[Excerpts from point annotation data]
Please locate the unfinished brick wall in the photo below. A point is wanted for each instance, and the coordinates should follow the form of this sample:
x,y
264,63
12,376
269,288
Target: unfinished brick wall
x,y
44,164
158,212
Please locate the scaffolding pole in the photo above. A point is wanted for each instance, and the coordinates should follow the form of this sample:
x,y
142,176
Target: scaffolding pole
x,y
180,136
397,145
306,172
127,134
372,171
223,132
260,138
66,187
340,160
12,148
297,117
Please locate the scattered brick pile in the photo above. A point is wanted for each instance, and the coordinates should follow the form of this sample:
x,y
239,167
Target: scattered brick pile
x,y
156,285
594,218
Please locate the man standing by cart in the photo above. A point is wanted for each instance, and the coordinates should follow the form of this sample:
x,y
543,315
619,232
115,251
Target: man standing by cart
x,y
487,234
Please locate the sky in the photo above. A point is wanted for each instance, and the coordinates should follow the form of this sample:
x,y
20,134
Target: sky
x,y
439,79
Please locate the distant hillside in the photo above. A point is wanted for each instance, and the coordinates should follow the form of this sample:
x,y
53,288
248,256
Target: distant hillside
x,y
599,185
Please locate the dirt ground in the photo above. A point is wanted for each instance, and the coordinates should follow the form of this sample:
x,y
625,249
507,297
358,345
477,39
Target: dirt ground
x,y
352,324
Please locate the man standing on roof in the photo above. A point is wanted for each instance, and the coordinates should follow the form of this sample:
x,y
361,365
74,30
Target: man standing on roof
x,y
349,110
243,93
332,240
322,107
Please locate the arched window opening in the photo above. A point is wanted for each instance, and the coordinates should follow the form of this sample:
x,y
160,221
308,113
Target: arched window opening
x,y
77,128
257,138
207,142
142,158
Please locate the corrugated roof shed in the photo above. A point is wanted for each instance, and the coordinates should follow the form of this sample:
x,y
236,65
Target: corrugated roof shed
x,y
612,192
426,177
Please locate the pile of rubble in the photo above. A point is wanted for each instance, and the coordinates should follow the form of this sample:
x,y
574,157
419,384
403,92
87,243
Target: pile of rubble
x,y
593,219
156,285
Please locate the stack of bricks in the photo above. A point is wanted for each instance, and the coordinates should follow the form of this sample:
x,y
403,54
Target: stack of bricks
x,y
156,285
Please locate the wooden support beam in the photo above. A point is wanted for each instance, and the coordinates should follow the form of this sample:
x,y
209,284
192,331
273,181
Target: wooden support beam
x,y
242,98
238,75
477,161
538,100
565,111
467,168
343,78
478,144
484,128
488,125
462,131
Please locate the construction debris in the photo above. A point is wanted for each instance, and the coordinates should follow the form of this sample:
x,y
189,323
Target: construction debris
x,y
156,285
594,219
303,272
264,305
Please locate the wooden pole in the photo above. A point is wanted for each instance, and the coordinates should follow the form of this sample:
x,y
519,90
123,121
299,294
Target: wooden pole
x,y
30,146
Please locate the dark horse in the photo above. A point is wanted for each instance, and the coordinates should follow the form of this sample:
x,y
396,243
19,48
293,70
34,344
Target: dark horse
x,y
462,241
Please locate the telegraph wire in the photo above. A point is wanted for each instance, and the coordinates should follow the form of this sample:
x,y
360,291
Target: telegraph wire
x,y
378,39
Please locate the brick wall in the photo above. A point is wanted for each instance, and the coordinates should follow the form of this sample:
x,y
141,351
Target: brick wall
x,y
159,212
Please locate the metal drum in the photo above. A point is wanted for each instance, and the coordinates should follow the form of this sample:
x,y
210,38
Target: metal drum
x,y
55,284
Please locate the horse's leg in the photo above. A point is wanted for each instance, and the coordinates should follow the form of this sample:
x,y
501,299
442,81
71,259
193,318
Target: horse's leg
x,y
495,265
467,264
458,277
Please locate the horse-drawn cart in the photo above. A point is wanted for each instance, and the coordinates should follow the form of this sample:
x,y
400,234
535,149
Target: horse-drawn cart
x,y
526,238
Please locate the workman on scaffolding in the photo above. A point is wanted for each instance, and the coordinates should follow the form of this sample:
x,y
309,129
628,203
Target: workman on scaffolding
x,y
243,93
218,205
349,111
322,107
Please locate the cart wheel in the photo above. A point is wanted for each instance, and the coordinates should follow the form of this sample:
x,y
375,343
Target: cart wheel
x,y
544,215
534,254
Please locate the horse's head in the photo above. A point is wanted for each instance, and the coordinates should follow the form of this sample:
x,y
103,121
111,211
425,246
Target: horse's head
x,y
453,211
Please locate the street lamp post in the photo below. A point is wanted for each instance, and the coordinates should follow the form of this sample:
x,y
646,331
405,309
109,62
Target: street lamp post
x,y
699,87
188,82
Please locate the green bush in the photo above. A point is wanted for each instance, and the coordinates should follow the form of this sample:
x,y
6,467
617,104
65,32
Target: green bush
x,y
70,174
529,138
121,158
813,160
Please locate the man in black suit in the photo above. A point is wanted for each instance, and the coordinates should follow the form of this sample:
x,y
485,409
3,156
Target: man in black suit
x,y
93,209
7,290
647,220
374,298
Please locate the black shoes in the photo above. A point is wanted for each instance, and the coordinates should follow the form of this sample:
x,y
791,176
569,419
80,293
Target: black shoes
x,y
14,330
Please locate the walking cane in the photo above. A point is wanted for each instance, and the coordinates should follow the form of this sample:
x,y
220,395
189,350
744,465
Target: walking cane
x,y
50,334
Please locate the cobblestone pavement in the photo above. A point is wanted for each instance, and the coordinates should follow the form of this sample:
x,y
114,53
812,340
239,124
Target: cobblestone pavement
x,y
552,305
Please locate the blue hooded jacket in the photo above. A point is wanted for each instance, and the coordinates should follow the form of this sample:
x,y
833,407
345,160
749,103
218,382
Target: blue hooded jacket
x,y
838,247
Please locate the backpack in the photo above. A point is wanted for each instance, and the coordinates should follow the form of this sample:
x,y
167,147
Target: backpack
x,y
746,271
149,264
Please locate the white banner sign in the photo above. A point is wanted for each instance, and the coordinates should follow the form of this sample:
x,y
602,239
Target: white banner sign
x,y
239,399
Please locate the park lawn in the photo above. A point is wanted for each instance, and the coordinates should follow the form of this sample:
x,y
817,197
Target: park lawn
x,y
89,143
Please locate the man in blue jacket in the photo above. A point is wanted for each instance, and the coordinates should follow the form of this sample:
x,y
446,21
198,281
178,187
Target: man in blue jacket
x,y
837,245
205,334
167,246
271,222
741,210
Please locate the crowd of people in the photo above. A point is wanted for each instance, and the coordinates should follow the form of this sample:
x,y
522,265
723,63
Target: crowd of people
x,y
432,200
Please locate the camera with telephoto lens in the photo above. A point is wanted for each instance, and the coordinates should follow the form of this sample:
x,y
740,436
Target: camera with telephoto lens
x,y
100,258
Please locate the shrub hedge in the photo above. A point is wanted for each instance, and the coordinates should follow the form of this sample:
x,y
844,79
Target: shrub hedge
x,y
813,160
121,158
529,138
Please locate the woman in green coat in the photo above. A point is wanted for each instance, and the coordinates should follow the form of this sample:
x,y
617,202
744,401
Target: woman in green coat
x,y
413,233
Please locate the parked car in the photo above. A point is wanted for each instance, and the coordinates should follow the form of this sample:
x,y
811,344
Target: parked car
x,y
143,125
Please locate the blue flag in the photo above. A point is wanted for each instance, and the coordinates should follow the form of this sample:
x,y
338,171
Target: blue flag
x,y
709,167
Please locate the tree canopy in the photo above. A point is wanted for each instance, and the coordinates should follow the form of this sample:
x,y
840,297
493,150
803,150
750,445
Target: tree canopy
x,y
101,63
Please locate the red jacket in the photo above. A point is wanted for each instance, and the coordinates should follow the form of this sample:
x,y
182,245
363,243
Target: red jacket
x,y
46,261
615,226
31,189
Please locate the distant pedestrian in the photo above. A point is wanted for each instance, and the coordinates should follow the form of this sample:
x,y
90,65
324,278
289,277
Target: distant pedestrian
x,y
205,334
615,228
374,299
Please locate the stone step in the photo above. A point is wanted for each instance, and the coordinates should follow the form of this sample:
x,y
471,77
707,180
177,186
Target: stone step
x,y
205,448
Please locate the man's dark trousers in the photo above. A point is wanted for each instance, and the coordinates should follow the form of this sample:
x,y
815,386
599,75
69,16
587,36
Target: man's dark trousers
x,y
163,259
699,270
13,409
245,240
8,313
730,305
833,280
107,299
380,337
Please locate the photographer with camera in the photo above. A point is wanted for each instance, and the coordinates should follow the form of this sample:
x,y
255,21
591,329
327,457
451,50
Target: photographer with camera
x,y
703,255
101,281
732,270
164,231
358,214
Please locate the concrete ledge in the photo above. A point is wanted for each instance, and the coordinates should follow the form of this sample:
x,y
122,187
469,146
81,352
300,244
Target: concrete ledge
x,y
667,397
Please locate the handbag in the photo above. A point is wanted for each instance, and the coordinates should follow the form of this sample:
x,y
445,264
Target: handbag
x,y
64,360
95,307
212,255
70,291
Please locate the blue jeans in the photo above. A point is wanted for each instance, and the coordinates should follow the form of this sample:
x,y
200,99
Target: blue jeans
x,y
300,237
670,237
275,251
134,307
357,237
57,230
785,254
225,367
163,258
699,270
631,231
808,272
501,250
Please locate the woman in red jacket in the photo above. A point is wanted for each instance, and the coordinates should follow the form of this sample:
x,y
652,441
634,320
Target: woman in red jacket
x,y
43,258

→ Problem to work on: Look above for the line containing "Please locate the photographer", then transcribe it and all lines after it through the last, exactly and with nothing else.

→ Result of the task:
Please locate the photographer with camera in the photo above. A point is wanted for each instance, and the coordinates should follow the form of this sample:
x,y
255,21
591,329
327,457
451,50
Target: photographer with camera
x,y
703,255
101,281
732,270
164,231
358,214
Please locate the concrete ledge in the photo above. A point is wanted for each instance, and the coordinates should follow the form of this sample:
x,y
122,187
469,146
81,352
300,244
Target: concrete ledge
x,y
667,397
Please locate the handbag in the photo above. A point is wanted for each instance, and the coordinates should follow the form of this sample:
x,y
445,264
Target: handbag
x,y
64,360
95,307
212,255
70,291
Please locate the blue jeans in the photo above. A point is wanted for each instance, and the coordinates should follow the form of this sample:
x,y
200,99
Target: blue jeans
x,y
300,237
670,237
275,251
134,307
357,237
57,230
785,254
225,367
163,258
699,270
631,231
808,272
501,250
Please locate the woman in red jacket in the photo above. A point is wanted for each instance, and the coordinates should follow the form of this sample:
x,y
652,441
634,320
Target: woman in red jacket
x,y
43,258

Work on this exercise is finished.